*Given data*
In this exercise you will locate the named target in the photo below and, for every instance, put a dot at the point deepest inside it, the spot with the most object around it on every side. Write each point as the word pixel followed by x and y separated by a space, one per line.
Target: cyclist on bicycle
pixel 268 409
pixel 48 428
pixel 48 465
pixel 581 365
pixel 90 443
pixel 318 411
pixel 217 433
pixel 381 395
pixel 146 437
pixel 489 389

*Task instructions*
Copy the part of the entries that opens with the first line and closes with the line containing "pixel 90 443", replacing "cyclist" with "rider" and changing nothing else.

*Solution*
In this exercise you will locate the named target in the photo below and, for every instance, put a dot at the point deepest inside it, the spot with the most object around it on every side. Write each point as the word pixel followed by x and y separated by a space, one per line.
Target: rider on bicycle
pixel 268 409
pixel 48 428
pixel 48 465
pixel 581 365
pixel 90 443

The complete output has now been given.